_TEXT_
▶
Monday, November 01, 2004

Election Day Angst

No doubt that the presidential election is the one day every four years wherein I question my own psychological stability. Some of my self-doubt on that score stems from an awareness of peculiarities in my own behavior that I submit are by no means unique to me, and may be symptoms shared by many conservatives. I know I am not alone in saying that during the events of the 2000 election, I lay awake for at least seven days (intermittently across that tense month) fretting over the possibility of four years of Al Gore. I felt enormous pressure. Granted, I wasn’t so unstable as to put on 50 pounds or to grow a beard, but if he had been elected, I may have. Even today, the mere thought of a Hillary presidency leads me to reach instinctively for a full bottle of Pepto Bismol. (And something tells me that if she is ever elected, the only drug she would not put under a price control would be that little pink bottle of Pepto, just to spite me and all of the other conservatives that will turn to it as our only relief.)
◀
_DATASET SECTION_
▶
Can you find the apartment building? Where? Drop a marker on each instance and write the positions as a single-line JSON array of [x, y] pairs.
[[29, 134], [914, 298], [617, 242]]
◀
Please list every number that appears as digits in the election text above, including the date line.

_FINISHED TASK_
01, 2004, 2000, 50